**What you need to do**
Reproduce the entire listing word for word.

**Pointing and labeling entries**
* BEGIN *

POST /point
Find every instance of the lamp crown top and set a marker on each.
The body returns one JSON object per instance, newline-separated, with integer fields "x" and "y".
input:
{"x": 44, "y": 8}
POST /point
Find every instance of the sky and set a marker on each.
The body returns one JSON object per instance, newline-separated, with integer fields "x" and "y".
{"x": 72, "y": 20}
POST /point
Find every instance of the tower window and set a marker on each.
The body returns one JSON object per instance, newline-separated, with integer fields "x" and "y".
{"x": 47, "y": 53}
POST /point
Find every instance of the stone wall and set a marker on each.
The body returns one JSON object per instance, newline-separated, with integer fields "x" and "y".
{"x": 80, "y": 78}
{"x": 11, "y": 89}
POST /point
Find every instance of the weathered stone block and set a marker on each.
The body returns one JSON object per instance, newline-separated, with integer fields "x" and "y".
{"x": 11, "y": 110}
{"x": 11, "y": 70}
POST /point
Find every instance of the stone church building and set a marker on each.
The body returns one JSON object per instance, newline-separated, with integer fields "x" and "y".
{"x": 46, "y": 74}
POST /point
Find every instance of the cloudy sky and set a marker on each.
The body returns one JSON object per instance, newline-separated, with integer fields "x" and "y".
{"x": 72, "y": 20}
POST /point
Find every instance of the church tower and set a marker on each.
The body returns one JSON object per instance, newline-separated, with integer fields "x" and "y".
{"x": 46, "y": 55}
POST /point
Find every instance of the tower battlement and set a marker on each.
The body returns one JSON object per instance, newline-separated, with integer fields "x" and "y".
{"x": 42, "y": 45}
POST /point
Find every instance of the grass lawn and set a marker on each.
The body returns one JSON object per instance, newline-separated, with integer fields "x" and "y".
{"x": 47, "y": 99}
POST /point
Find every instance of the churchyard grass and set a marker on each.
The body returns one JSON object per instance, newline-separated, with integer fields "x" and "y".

* END *

**Problem solution**
POST /point
Find every instance of the lamp crown top and set a marker on each.
The body returns one JSON object per instance, newline-separated, with integer fields "x" and "y".
input:
{"x": 44, "y": 8}
POST /point
Find every instance of the sky and set a marker on each.
The body returns one JSON object per instance, newline-separated, with integer fields "x" and "y".
{"x": 72, "y": 20}
POST /point
Find every instance of the tower window and set a marker on each.
The body returns one JSON object per instance, newline-separated, with integer fields "x" and "y".
{"x": 47, "y": 53}
POST /point
Find every instance of the stone wall and set a marker on each.
The body returns one JSON object per instance, newline-separated, with integer fields "x" and "y".
{"x": 80, "y": 78}
{"x": 11, "y": 89}
POST /point
Find every instance of the weathered stone block and set a marker on each.
The body returns one JSON object per instance, newline-separated, with integer fields "x" and "y".
{"x": 11, "y": 110}
{"x": 11, "y": 70}
POST /point
Find every instance of the stone church building and set a marker on each.
The body returns one JSON object per instance, newline-separated, with integer fields "x" and "y".
{"x": 46, "y": 74}
POST /point
Find every instance of the cloudy sky and set a marker on each.
The body returns one JSON object per instance, newline-separated, with integer fields "x" and "y".
{"x": 72, "y": 20}
POST /point
Find every instance of the church tower and set a marker on each.
The body returns one JSON object per instance, newline-separated, with integer fields "x" and "y".
{"x": 46, "y": 55}
POST /point
Find every instance of the tower battlement and set a marker on each.
The body returns one JSON object per instance, newline-separated, with integer fields "x" and "y".
{"x": 42, "y": 45}
POST /point
Find every instance of the grass lawn and set a marker on each.
The body returns one JSON object per instance, newline-separated, with integer fields "x" and "y".
{"x": 47, "y": 99}
POST /point
Find every instance of the churchyard grass and set a marker on each.
The body returns one JSON object per instance, newline-separated, with integer fields "x" and "y".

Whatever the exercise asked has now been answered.